Brief A: Print the section of the pickle article that starts with the words containing "Still, in spring" and ends with "from the job.", word for word.

Page excerpt start

Pickles might seem like one of the simplest foods out there, but making them is hard work. McClure's Pickles co-founder Joe McClure is no stranger to the arduous labor the process involves. He and his brother and co-founder, Bob, spent their childhoods helping their mom and dad with batches of their great-grandma Lala's recipe, and they used to run McClure's production from their respective homes in Michigan and New York when they first started, before they moved their entire operation to their hometown of Detroit and scaled up there.
Still, in spring 2017, McClure had a wake-up call about the strain of making pickles when an employee quit because of it. The man had been responsible for lifting more than 500 40-pound boxes of full jars per day, sometimes moving them from the ground to a height of five feet to place them onto pallets. After three and a half years, he was worn out and in pain from the job.
"I took it for granted," McClure says of his employee's work, "because I'm not in that position all day."

Page excerpt end

Brief B: How many lines in the rows below contain the string "mountain"? Case matters. Reply with the number only.

Task material start

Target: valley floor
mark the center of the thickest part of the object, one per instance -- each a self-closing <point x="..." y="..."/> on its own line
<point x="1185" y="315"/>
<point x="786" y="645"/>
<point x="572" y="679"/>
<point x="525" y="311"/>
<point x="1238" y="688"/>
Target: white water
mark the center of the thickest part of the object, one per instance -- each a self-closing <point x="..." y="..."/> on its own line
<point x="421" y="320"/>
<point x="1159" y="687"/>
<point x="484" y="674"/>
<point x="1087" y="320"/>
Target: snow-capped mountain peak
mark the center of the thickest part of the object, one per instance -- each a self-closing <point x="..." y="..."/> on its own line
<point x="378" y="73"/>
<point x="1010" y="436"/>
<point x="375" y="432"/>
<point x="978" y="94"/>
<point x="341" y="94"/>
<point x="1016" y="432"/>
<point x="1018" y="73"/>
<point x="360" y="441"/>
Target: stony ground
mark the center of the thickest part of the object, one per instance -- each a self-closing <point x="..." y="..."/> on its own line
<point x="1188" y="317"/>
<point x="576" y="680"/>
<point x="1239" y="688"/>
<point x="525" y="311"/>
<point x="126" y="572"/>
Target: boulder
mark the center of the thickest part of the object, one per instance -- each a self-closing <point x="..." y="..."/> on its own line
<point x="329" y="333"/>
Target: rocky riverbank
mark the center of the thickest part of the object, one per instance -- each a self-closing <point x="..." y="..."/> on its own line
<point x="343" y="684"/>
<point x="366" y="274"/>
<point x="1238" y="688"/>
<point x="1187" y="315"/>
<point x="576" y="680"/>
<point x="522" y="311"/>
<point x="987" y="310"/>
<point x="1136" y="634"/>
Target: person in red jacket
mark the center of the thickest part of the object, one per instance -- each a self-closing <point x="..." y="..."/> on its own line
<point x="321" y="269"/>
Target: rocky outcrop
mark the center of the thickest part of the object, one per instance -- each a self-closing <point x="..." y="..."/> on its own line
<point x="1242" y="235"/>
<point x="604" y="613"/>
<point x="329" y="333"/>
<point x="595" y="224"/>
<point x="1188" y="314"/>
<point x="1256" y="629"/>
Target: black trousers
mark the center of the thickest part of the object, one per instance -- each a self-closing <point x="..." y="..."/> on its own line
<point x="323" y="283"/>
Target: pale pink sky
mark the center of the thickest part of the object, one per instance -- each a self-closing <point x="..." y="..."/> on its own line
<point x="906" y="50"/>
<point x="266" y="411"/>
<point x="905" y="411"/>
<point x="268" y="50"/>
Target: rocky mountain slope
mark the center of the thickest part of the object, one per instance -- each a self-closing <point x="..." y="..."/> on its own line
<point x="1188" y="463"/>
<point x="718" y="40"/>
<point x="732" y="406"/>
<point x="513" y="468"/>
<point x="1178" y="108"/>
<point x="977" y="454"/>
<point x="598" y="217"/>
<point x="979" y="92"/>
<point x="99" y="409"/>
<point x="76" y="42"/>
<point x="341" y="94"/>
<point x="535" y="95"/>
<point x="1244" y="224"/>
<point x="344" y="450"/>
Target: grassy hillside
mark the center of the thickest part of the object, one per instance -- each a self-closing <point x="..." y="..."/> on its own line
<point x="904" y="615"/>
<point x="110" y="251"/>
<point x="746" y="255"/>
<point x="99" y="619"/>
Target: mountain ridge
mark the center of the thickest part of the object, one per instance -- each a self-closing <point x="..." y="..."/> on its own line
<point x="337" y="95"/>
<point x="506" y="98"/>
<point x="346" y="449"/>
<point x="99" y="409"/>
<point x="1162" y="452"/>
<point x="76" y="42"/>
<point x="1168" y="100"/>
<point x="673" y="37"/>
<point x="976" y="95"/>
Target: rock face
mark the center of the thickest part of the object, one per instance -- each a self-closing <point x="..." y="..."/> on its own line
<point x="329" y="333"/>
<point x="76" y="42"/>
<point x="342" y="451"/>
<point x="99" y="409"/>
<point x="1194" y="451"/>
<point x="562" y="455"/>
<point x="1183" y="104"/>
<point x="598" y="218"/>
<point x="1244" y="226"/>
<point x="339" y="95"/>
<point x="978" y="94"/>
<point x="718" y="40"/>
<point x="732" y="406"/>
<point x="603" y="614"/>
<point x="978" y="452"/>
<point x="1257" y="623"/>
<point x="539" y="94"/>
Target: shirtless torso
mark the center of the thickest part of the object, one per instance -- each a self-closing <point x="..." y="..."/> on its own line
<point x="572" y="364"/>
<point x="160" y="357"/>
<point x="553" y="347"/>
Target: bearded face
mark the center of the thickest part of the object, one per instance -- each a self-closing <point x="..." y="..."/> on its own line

Task material end

Problem solution A:
Still, in spring 2017, McClure had a wake-up call about the strain of making pickles when an employee quit because of it. The man had been responsible for lifting more than 500 40-pound boxes of full jars per day, sometimes moving them from the ground to a height of five feet to place them onto pallets. After three and a half years, he was worn out and in pain from the job.

Problem solution B: 3